AUFGABE 1: Vor wie vielen Jahren waren mit „Tischler“ laut dem Forumsbeitrag über gendergerechte Sprache einfach alle gemeint?
AUFGABE 2: Führe den Forumsbeitrag über gendergerechte Sprache bitte nach seinem letzten Satz weiter.

QUELLENAUSZUG:
Beitrag von Michael »

Naja - aber damit geht die eigentliche Diskriminierung ja erst wirklich los. Denn nun werden Männer als "Tischler" und Frauen als "Tischlerinnen" angesprochen und alle anderen nur noch unter dem : zusammengefasst. Das ist dann doch erst recht diskriminierend für die. Und damit sind wir ja wieder genau da, wo wir vor 40 Jahren waren, als mit "Tischler" einfach alle gemeint waren. Wir haben damit bloß die Grenze der Diskriminierung verschoben und dafür unsere Sprache unverständlich gemacht.

Doch damit nicht genug. Denken wir den Gedanken der Notwendigkeit zur Einzelaufzählung wegen unserer Bilder im Kopf doch mal konsequent weiter. Denn wenn wir ehrlich sind, denken wir bei „Tischler“ ja nicht nur an einen Mann, sondern - im deutschsprachigen Raum - natürlich an einen WEISSEN Mann. Oder hattest du bei dem Wort "Tischler" echt das Bild eines schwarzen, gelben oder roten Mannes im Kopf? Also fröhlich weiter. Konsequenterweise müssen wir dann also in jedem Satz nicht nur alle Geschlechter sondern auch alle Hautfarben aufzählen, um niemanden zu diskriminieren. Mischfarben bitte nicht vergessen, sonst diskriminieren wir die ja auch wieder.

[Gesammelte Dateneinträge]
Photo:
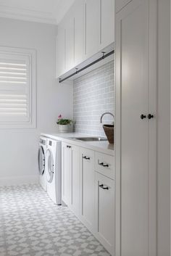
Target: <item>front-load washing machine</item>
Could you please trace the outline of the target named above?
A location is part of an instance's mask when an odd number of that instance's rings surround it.
[[[61,205],[61,141],[47,139],[46,145],[45,158],[46,191],[56,205]]]
[[[38,165],[39,171],[39,182],[43,189],[46,191],[46,181],[45,177],[45,154],[46,148],[46,138],[40,137],[38,153]]]

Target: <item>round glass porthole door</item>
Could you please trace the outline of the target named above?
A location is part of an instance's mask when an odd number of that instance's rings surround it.
[[[48,182],[51,183],[54,178],[54,158],[50,149],[46,153],[46,178]]]
[[[41,175],[44,173],[45,170],[45,154],[43,146],[40,146],[38,152],[38,171]]]

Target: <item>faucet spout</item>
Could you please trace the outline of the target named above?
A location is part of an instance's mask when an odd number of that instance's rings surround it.
[[[101,115],[101,118],[100,118],[100,123],[102,123],[102,119],[103,119],[103,117],[105,115],[111,115],[114,118],[114,115],[109,112],[106,112],[105,113],[104,113],[103,115]]]

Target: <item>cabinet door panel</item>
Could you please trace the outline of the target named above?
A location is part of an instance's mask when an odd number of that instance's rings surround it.
[[[80,215],[80,165],[79,147],[72,146],[72,210]]]
[[[99,0],[100,4],[99,50],[114,42],[114,0]]]
[[[74,17],[70,9],[64,17],[65,72],[74,67]]]
[[[81,149],[81,218],[91,231],[94,231],[94,152]],[[86,159],[86,157],[87,159]]]
[[[62,197],[64,202],[70,206],[72,199],[72,151],[68,144],[62,143]]]
[[[64,28],[61,22],[58,26],[57,36],[57,77],[64,73]]]
[[[122,8],[123,8],[127,4],[128,4],[131,0],[115,0],[116,1],[116,12],[119,12]]]
[[[75,65],[83,59],[84,49],[84,1],[76,0],[73,5],[74,13],[74,62]]]
[[[96,173],[96,232],[107,249],[114,255],[114,181]],[[103,186],[102,186],[103,185]]]
[[[140,117],[147,115],[149,107],[148,20],[146,0],[132,1],[117,14],[117,99],[121,102],[116,123],[121,118],[122,125],[120,149],[117,147],[116,152],[121,152],[120,168],[117,166],[121,188],[121,256],[148,255],[148,120]]]
[[[99,44],[99,0],[85,1],[85,55],[98,52]]]

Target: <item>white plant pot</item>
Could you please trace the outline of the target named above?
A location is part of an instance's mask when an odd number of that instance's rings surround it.
[[[72,133],[73,131],[73,125],[58,125],[59,132],[60,133]]]

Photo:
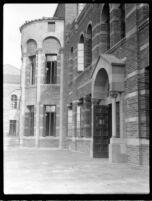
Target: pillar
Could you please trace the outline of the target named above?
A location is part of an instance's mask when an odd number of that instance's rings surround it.
[[[100,99],[91,99],[91,146],[90,146],[90,156],[93,157],[93,136],[94,136],[94,106],[99,104]]]
[[[112,137],[116,138],[116,97],[117,97],[117,92],[110,91],[110,96],[112,98]]]
[[[36,133],[35,146],[39,146],[39,130],[40,130],[40,89],[41,89],[41,66],[42,66],[42,49],[37,50],[37,91],[36,91]]]
[[[23,145],[24,136],[24,118],[25,118],[25,68],[26,68],[27,56],[23,55],[22,70],[21,70],[21,103],[20,103],[20,132],[19,140],[20,145]]]
[[[121,39],[121,12],[120,4],[112,4],[110,10],[110,47]]]

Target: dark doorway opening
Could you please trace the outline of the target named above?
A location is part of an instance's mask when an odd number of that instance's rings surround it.
[[[45,136],[56,136],[56,107],[45,106]]]
[[[94,106],[93,157],[108,158],[112,136],[112,105]]]

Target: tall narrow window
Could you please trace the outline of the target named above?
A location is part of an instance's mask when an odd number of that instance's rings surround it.
[[[125,30],[125,4],[120,4],[120,20],[121,20],[121,38],[124,38],[126,35]]]
[[[120,138],[120,102],[116,102],[116,137]]]
[[[84,37],[81,35],[78,43],[78,72],[84,71]]]
[[[81,134],[81,106],[77,105],[77,137]]]
[[[29,136],[34,136],[34,105],[28,106],[29,109]]]
[[[85,52],[85,55],[84,55],[85,67],[88,67],[92,63],[92,26],[91,26],[91,24],[89,24],[89,26],[87,28],[84,52]]]
[[[49,32],[55,31],[55,22],[48,22],[48,31]]]
[[[68,108],[68,136],[72,136],[72,108]]]
[[[16,136],[16,120],[10,120],[9,135]]]
[[[46,55],[46,84],[57,82],[57,55]]]
[[[44,136],[56,136],[56,106],[44,106]]]
[[[36,56],[30,56],[29,59],[30,59],[30,64],[31,64],[30,84],[33,85],[33,84],[35,84]]]
[[[105,51],[110,48],[110,12],[109,5],[105,4],[101,15],[101,41]]]
[[[17,108],[17,96],[16,95],[11,96],[11,108],[12,109]]]

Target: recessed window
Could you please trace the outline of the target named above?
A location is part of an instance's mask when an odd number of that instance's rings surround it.
[[[77,105],[77,137],[81,135],[81,106]]]
[[[49,32],[55,31],[55,22],[48,22],[48,31]]]
[[[35,84],[36,56],[30,56],[30,84]]]
[[[11,108],[12,109],[17,108],[17,96],[16,95],[11,96]]]
[[[72,108],[68,108],[68,136],[72,136]]]
[[[16,136],[16,120],[10,120],[9,135]]]
[[[56,84],[57,82],[57,55],[46,55],[45,83]]]
[[[78,43],[78,72],[84,71],[84,37],[81,35]]]
[[[28,106],[29,113],[28,113],[28,118],[29,118],[29,136],[34,136],[34,105]]]

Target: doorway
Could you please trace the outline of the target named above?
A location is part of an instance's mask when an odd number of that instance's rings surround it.
[[[112,136],[112,110],[109,105],[94,106],[93,157],[108,158]]]
[[[56,136],[56,106],[45,106],[45,136]]]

ANTWORT 1: Vor 40 Jahren.

ANTWORT 2:
Doch selbst das ist noch diskriminierend, denn der weiße Mann, an den wir bei „Tischler“ denken, ist eigentlich ja auch Christ. Wahnsinn! Also bitte alle Geschlechter, alle Hautfarben UND alle Religionen. Und zwar in JEDEM Satz. Dann brauchen wir zwar für jeden einzelnen Satz in Zukunft eine ganze Seite und keiner wird mehr irgendwas verstehen, aber damit sprechen wir dann wirklich alle an.

--> Die Diskriminierung beginnt überhaupt erst mit der böswilligen Unterstellung "Tischler" würde nur Männer meinen. "Tischler" ist eine Berufsbezeichnung. Sie beschreibt die Qualifikation und die Tätigkeit - so wie "Hebamme" Dabei ist es für den Beruf völlig irrelevant, ob das ein Mann oder eine Frau macht. Wenn es wichtig ist, sagt man einfach "der Hebamme" oder "die Hebamme". Aber "Hebamme" ist nur der BERUF und damit völlig geschlechtsneutral. Noch niemand ist auf die Idee gekommen, diesen Beruf zu gendern.

Wir HATTEN vor 40 Jahren bereits eine genderneutrale Sprache. Da gab es einen "Herr Professor" und eine "Frau Professor" und mit "Professoren" waren alle gemeint. Genauso bei "Doktor", "Direktor", "Magister", "Minister", "Präsident", "Kaufmann", "Bäcker", "Schaffner", "Polizist", "Busfahrer", ... Das WAR alles genderneutral, weil es den Beruf bezeichnete und nicht das Geschlecht. Bis irgendeine Frau auf die schwachsinnige Idee kam, bei jedem Hauptwort aufzuzeigen, das das Menschen mit Penis UND mit Vagina machen können.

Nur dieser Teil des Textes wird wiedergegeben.